## EXERCISE INSTRUCTIONS
Show, from the records below, all lines that contain the word "covered".

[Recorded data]
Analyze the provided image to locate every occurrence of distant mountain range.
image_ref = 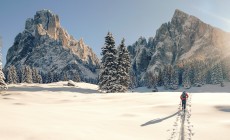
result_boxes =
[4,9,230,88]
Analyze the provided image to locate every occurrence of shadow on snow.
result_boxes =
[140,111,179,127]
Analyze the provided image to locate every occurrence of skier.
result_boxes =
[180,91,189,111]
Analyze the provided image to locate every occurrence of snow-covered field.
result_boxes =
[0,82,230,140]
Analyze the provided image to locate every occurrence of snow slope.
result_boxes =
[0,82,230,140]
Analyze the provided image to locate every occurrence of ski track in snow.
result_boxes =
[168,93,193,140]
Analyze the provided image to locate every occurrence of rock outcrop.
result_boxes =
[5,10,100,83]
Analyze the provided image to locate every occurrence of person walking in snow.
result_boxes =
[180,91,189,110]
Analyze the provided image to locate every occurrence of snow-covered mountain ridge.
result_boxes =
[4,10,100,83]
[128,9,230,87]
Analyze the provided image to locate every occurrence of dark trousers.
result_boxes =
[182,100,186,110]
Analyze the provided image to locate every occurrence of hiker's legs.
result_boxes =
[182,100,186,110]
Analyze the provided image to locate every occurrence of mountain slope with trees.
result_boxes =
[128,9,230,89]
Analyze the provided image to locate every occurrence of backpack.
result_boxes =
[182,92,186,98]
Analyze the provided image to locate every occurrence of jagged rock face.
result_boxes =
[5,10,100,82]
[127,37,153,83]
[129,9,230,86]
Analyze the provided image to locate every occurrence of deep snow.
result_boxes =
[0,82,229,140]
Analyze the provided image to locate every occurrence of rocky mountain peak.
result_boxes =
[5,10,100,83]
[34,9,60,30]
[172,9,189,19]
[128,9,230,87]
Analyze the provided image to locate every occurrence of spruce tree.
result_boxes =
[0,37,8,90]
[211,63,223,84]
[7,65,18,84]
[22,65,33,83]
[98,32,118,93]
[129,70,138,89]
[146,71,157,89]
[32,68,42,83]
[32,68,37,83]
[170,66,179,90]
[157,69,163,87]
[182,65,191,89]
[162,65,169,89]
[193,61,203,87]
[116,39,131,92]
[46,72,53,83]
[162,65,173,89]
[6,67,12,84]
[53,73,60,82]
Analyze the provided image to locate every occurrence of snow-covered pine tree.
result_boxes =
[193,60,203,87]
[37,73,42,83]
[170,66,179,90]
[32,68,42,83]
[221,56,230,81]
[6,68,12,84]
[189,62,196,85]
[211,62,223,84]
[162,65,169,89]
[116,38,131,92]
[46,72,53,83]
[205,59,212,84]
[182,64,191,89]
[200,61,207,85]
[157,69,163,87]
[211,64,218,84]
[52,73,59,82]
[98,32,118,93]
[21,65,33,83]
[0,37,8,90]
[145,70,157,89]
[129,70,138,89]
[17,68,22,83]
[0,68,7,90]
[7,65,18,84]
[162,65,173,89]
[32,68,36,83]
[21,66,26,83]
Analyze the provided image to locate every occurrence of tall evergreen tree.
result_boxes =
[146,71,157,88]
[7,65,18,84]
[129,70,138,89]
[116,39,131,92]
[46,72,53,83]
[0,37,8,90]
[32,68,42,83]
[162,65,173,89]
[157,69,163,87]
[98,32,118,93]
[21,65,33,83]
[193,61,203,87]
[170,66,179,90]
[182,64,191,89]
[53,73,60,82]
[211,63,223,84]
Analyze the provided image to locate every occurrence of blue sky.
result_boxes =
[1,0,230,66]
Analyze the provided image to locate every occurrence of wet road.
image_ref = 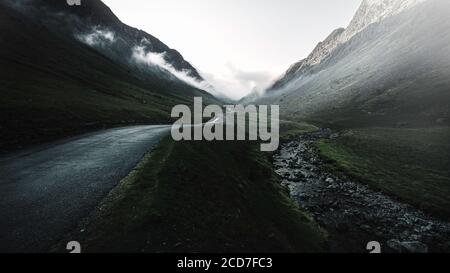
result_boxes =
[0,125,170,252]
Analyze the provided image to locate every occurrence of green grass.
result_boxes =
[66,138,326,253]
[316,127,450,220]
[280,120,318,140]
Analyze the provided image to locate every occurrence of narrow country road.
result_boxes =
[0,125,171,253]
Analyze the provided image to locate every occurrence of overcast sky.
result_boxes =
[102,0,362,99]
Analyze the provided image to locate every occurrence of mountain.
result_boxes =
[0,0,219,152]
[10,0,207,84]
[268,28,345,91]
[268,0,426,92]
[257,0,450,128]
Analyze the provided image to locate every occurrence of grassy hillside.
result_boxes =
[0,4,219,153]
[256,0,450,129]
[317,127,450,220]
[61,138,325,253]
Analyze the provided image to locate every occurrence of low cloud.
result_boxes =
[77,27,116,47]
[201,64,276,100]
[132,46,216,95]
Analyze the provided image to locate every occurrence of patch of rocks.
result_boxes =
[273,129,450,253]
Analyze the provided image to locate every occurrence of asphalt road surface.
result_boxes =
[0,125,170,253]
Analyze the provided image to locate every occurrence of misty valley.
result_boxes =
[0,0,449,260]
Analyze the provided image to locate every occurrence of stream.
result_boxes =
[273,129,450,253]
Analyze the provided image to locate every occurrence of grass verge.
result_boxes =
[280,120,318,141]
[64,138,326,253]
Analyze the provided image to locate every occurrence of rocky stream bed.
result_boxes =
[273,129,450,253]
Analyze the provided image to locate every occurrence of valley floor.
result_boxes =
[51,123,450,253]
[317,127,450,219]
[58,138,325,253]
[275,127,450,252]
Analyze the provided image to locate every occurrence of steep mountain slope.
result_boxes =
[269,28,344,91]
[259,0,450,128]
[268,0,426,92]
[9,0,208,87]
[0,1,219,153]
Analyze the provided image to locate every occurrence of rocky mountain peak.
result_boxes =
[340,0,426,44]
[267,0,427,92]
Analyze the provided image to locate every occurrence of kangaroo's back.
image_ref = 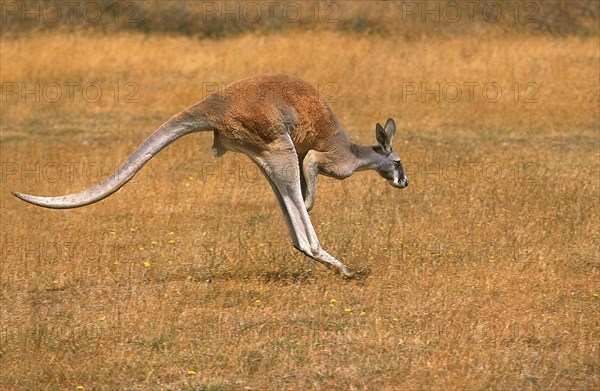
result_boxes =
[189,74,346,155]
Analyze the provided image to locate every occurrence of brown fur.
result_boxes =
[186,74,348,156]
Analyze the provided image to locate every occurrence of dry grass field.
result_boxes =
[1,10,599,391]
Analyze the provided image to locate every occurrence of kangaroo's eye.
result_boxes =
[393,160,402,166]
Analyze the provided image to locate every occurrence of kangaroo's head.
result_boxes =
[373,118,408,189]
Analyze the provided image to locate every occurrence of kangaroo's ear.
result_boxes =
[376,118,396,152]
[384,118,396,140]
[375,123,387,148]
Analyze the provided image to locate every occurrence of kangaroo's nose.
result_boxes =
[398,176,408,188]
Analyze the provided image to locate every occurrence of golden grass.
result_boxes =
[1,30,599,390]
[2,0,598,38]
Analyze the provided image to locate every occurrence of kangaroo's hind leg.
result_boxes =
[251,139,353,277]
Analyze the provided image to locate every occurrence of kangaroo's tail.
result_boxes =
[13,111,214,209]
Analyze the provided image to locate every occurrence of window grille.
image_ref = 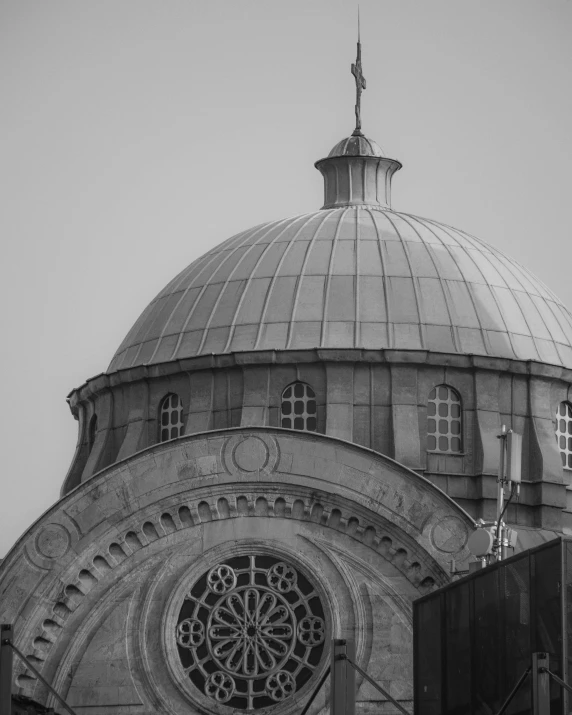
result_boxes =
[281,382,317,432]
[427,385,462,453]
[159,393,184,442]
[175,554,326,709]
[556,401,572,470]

## SOLUTION BELOW
Analyze the provided image to locate every occurrence of snow-covered field.
Analyze the provided image to locate every occurrence of snow-covered mountain ridge.
Analyze the provided image to locate every occurrence of snow-covered pine tree.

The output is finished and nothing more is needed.